Aim of the exercise:
Continue the forum thread below on communism in an agrarian society, picking up right after its final post.

Source excerpt:
"""
We advocate proletariat control over the means of production (but really society as a whole) because production is the dominant force in society and the proletariat are the producers, correct? With that understanding it's only rational that the producers should have the most influence.

If this is correct, and we lived in an agrarian society rather than an industrial society, then wouldn't the farmers be the most deserving of this role, since they would be the dominant force in society? Can't deny that production is significantly less important if your chief concern is simply feeding yourselves.

Could that still be considered a communism, at least until this society has matured enough for production to become the dominant factor?

La Guaneña
12th March 2013, 01:58
The proletariat should rule society because the it is one of the main products of industrial society, and grows with it, instead of being decimated by the development of the productive forces

The proletariat also has no interest in defending private property, as it holds none. That is why the proletariat is the revolutionary class in capitalism, and is the only class who can lead the revolution that brings socialism.

That is the point where I guess that all marxists and most anarchists agree on, and a very important point indeed.

Riveraxis
12th March 2013, 02:01
Yes, absolutely. But in an agrarian society (not an industrial society) isn't that point pretty much mute?
My question was whether or not it would still be considered "communism" if farmers controlled their farms (basically) before production became the dominant factor in society.
It's completely theoretical.

La Guaneña
12th March 2013, 02:50
Yes, absolutely. But in an agrarian society (not an industrial society) isn't that point pretty much mute?
My question was whether or not it would still be considered "communism" if farmers controlled their farms (basically) before production became the dominant factor in society.
It's completely theoretical.

Oh, I see. I thought that the question was about agrarian parts of the current world, blame alcohol.

I guess that this depends from the conditions of your agrarian society, being it theoretical. What does the class structure look like?

Blake's Baby
12th March 2013, 11:01
Yes, absolutely. But in an agrarian society (not an industrial society) isn't that point pretty much mute?...

Do you mean 'moot' (hypothetical, as in abstract debating points at a meeting of trainee lawyers) or do you mean 'mute' (silent, without a voice)?


...
My question was whether or not it would still be considered "communism" if farmers controlled their farms (basically) before production became the dominant factor in society.
It's completely theoretical.

No, it would be the beginnings of capitalism. Except there's never been a time when 'production' wasn't the 'dominant factor'. Otherwise we'd all have died of starvation.

Farmers owning farms has nothing to do with communism. Agricultural workers expropriating their landlords might have something to do with communism if the agriculatural workers then farmed them collectively.

For historical discussions about collectivist agriculture in traditional societies I'd advise you take a look at the mir (and Marx's letter to Vera Zasulich at http://www.marxists.org/archive/marx/works/1881/03/zasulich1.htm ), also the village-communes of India.

Riveraxis
12th March 2013, 18:40
Yes, I meant "moot".
"""
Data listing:
"""
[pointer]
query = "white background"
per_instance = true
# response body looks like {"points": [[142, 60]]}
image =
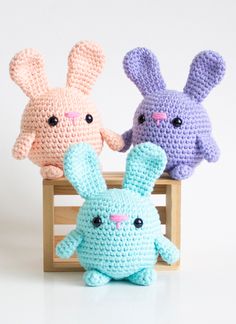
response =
{"points": [[203, 290]]}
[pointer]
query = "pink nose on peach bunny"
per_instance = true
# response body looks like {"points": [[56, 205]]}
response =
{"points": [[72, 115], [158, 116], [118, 219]]}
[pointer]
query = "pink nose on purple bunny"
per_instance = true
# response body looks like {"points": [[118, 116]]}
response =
{"points": [[158, 116], [118, 219], [72, 115]]}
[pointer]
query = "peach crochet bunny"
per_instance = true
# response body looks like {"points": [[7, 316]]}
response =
{"points": [[56, 118]]}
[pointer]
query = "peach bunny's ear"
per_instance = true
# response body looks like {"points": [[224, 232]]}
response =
{"points": [[27, 70], [85, 63]]}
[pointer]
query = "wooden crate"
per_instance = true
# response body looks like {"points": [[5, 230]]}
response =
{"points": [[64, 215]]}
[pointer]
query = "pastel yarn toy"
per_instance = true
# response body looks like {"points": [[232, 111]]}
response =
{"points": [[176, 121], [55, 118], [118, 233]]}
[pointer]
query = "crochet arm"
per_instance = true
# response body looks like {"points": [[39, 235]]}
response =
{"points": [[208, 148], [167, 250], [127, 138], [113, 140], [23, 145], [66, 248]]}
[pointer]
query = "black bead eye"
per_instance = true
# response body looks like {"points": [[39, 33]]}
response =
{"points": [[138, 222], [53, 120], [177, 122], [89, 118], [141, 119], [97, 221]]}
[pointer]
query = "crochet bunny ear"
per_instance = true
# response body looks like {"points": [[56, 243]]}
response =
{"points": [[142, 67], [145, 163], [82, 169], [85, 63], [27, 70], [206, 71]]}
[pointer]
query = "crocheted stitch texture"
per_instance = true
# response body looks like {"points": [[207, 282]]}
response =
{"points": [[108, 237], [174, 120], [56, 118]]}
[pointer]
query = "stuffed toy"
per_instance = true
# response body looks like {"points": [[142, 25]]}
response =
{"points": [[175, 120], [118, 233], [55, 118]]}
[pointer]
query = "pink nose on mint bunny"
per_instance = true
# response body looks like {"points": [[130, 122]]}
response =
{"points": [[72, 115], [118, 219], [158, 116]]}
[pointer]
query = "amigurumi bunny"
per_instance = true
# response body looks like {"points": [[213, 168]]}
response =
{"points": [[56, 118], [118, 233], [176, 121]]}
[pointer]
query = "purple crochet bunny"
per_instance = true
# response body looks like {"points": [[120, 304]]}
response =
{"points": [[174, 120]]}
"""
Reply to the exercise:
I'm trying to think of a good example of what that class structure would look like.
Best I can think of is the Amish. I wouldn't say they have anything to do with communism either. Hah. But in Amish communities there isn't much trade with outsiders and no demand for anything "new". So there isn't really much surplus production. I wouldn't say production is the dominant force in their society. Their farms are the centerpiece of their society because, having not modernized, they're still kind of dependent on the agrarian lifestyle. On the other hand, they own family and community farms.
Granted, they're primitivists. That's just an example that works well because they ignore the industrialized world.


take a look at the mir (and Marx's letter to Vera Zasulich at http://www.marxists.org/archive/marx.../zasulich1.htm (http://www.marxists.org/archive/marx/works/1881/03/zasulich1.htm) ), also the village-communes of India.
Cool I'll take a look at that. Thanks!

Mauve Osprey
12th March 2013, 18:54
I believe communism could still exist, Mao's theories allowed for the peasants to be a revolutionary class. As long as a strong Revolutionary Party existed, it could lead the peasants in People's War and seize state power and develop a socialist state.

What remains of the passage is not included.